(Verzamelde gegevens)

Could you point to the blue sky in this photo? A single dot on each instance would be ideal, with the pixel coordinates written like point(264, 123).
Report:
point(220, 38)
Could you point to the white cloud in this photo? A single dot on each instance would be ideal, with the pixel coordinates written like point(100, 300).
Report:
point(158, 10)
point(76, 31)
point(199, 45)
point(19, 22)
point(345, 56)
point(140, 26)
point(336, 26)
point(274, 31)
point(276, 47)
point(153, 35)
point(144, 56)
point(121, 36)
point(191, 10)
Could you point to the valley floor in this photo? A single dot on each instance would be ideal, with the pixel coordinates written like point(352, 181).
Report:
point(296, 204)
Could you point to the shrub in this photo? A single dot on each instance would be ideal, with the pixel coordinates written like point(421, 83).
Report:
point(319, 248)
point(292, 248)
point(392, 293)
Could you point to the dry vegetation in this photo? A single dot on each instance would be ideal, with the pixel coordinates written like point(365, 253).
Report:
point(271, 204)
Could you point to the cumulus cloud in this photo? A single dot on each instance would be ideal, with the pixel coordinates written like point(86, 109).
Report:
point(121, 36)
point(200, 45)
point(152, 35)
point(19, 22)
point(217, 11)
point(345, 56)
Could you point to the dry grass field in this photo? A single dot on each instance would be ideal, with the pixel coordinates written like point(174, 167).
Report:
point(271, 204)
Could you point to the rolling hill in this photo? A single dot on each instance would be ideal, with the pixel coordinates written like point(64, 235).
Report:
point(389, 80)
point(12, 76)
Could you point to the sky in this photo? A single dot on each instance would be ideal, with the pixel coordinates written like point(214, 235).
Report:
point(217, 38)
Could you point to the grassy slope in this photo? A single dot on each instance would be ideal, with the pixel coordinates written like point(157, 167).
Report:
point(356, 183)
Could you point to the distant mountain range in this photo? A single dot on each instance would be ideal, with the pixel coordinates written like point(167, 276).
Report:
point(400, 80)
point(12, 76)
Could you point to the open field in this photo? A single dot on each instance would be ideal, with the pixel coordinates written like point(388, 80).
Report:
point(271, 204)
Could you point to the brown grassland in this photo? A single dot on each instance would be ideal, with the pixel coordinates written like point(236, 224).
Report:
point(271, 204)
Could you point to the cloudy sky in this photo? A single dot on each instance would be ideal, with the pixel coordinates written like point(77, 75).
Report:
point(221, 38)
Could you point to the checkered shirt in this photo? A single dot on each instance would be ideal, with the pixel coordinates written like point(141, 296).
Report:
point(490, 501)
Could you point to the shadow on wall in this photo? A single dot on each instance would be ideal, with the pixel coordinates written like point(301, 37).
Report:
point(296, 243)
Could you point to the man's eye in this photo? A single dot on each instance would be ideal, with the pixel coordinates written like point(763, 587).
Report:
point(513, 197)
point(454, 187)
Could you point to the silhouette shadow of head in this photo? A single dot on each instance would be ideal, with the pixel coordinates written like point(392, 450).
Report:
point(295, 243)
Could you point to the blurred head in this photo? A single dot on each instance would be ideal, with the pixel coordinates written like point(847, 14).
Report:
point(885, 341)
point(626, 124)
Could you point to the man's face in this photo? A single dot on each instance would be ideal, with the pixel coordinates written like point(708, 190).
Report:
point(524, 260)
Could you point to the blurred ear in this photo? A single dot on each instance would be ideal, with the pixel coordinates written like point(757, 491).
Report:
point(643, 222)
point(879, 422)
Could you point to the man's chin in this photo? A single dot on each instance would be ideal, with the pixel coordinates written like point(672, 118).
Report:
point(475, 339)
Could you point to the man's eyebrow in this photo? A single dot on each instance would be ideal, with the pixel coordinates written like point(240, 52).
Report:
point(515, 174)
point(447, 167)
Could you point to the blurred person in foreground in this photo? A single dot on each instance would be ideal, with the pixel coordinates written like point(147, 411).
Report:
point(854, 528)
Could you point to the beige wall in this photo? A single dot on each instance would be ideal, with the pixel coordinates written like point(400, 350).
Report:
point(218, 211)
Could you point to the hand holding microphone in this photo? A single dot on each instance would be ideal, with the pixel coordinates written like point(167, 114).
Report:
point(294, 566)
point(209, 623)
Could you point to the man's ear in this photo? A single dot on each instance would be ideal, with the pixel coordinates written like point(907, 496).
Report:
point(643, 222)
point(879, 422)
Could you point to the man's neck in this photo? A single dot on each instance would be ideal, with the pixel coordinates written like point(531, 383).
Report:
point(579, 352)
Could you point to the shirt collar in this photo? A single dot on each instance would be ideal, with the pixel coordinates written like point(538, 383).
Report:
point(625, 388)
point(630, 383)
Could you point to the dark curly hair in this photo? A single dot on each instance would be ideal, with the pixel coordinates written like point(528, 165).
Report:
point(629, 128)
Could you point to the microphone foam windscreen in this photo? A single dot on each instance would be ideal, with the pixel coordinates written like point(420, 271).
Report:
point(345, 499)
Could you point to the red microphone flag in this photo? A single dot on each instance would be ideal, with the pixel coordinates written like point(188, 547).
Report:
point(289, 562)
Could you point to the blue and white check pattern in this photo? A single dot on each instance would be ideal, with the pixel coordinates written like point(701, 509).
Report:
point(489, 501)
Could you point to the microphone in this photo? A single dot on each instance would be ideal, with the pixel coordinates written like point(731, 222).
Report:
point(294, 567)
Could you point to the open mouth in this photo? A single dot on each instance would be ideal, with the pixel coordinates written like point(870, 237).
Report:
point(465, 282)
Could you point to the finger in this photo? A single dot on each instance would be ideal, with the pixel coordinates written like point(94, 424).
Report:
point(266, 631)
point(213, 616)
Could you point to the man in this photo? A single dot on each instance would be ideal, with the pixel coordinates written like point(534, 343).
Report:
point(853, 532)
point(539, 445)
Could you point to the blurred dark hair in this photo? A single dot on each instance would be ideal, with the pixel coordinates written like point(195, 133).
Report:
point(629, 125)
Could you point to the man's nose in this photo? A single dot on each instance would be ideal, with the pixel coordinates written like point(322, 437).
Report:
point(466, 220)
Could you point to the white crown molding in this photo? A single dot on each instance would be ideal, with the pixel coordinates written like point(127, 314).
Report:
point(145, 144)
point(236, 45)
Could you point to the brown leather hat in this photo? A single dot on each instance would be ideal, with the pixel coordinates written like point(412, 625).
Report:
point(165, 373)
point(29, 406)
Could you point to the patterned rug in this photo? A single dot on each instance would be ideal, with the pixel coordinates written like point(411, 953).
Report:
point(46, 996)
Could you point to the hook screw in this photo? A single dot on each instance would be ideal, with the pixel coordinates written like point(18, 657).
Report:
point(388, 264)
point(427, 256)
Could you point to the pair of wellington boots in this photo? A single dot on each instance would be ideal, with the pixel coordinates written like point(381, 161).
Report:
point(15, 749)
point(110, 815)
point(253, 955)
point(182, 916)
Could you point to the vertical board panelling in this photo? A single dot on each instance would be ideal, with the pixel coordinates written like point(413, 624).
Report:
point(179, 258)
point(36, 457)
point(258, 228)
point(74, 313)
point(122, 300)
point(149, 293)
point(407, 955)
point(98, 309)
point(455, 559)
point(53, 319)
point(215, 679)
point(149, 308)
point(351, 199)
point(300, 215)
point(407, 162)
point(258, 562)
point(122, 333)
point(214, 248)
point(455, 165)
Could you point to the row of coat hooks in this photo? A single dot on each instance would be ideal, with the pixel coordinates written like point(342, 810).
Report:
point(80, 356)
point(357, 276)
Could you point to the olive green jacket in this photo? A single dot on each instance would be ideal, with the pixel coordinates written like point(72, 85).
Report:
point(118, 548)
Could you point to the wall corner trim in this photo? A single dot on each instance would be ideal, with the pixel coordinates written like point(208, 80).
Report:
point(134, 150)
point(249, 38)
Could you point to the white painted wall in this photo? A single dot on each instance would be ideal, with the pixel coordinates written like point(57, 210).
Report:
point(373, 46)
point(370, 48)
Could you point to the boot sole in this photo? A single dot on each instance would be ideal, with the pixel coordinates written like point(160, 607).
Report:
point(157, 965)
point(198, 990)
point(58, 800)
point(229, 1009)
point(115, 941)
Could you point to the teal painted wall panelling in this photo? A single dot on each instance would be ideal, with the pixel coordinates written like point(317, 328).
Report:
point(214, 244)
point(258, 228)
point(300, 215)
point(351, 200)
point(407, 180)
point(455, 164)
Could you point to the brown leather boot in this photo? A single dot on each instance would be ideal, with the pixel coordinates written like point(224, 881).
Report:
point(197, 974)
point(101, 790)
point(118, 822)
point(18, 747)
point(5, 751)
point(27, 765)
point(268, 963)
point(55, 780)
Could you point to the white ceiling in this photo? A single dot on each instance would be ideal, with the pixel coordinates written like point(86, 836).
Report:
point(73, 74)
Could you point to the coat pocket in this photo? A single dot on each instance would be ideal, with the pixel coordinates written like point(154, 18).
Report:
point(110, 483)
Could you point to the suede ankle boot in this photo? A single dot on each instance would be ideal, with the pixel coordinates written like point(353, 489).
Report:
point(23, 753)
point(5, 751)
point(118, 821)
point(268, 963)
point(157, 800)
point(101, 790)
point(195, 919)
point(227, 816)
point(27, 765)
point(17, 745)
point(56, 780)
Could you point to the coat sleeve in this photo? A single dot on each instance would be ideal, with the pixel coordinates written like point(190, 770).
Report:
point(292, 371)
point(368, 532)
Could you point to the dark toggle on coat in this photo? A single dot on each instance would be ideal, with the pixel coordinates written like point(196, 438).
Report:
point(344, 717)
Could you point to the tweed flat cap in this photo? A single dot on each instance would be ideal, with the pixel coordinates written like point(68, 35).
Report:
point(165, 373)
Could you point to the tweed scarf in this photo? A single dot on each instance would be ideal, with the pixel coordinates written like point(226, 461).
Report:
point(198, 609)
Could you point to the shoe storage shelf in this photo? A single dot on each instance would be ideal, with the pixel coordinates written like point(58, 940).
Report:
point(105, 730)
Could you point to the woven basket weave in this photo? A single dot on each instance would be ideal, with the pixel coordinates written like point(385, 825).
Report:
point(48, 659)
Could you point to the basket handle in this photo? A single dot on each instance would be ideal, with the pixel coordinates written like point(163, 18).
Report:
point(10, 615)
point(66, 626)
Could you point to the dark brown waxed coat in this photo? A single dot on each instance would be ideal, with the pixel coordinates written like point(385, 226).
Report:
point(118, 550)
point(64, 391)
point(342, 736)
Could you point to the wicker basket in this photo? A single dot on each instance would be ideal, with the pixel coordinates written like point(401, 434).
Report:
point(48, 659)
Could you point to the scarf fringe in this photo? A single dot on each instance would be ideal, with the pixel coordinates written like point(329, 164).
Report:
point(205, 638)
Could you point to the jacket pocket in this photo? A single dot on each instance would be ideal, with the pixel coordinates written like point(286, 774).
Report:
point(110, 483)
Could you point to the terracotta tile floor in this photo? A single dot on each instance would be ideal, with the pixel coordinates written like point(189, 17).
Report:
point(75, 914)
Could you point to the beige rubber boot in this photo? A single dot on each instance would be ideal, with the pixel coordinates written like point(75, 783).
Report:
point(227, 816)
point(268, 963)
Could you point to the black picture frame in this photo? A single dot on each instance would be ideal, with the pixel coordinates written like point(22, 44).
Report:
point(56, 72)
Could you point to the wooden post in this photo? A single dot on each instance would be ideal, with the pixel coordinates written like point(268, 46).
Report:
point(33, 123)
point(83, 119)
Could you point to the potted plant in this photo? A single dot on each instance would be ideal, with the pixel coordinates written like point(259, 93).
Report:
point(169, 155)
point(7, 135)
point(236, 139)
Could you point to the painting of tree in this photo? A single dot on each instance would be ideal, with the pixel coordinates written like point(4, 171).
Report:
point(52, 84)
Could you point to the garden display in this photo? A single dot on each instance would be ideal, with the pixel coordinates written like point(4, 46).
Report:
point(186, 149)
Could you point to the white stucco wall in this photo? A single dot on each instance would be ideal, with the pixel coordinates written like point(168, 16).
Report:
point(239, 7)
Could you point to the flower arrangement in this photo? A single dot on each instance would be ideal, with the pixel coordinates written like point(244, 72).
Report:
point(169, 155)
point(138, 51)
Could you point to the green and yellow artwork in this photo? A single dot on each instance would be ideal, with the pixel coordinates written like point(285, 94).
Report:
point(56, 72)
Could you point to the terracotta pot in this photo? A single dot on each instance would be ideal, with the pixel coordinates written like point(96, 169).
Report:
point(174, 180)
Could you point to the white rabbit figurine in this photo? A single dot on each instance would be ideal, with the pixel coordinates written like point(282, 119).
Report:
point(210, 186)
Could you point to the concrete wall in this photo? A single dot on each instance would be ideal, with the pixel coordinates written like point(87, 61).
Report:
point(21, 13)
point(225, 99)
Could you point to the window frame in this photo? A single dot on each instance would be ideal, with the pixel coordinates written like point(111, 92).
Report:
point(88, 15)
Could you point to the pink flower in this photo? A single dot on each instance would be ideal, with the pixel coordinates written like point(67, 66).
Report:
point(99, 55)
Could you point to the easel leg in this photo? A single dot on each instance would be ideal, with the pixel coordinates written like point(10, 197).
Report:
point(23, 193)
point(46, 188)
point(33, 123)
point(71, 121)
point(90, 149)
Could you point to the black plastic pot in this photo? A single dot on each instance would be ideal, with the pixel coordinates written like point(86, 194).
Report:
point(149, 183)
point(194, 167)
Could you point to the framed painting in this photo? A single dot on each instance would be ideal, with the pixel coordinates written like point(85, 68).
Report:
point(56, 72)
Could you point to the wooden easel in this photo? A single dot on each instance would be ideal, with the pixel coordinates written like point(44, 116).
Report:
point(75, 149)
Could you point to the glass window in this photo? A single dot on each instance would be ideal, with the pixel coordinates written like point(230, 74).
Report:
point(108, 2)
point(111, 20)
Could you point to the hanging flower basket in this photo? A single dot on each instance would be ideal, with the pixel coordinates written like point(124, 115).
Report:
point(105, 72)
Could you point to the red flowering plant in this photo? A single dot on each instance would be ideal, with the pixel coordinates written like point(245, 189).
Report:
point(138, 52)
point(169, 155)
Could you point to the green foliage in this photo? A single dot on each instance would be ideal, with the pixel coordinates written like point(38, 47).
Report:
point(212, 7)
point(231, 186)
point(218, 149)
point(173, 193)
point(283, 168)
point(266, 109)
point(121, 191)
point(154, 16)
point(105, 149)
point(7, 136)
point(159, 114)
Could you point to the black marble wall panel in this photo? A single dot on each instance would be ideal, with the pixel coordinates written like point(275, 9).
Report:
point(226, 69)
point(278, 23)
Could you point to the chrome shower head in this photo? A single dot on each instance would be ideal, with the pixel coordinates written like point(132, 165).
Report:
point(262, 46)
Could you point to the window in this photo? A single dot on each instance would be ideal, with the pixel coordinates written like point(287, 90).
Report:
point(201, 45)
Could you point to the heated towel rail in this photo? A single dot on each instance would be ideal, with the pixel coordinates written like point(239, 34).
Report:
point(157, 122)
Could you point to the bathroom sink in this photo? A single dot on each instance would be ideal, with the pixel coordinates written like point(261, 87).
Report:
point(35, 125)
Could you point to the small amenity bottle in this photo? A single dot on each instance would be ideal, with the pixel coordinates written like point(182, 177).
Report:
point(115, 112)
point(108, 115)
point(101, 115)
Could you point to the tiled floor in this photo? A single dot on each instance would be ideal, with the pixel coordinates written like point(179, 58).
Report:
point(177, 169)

* Opdracht
Bewerk de regels vanaf het begin van de lijst tot en met de regel waarin "point(220, 38)" staat: vervang "blue sky" door "clear sky" en geef alleen die regels terug, verder ongewijzigd.

* Resultaat
Could you point to the clear sky in this photo? A single dot on each instance would be ideal, with the pixel coordinates written like point(264, 123).
Report:
point(220, 38)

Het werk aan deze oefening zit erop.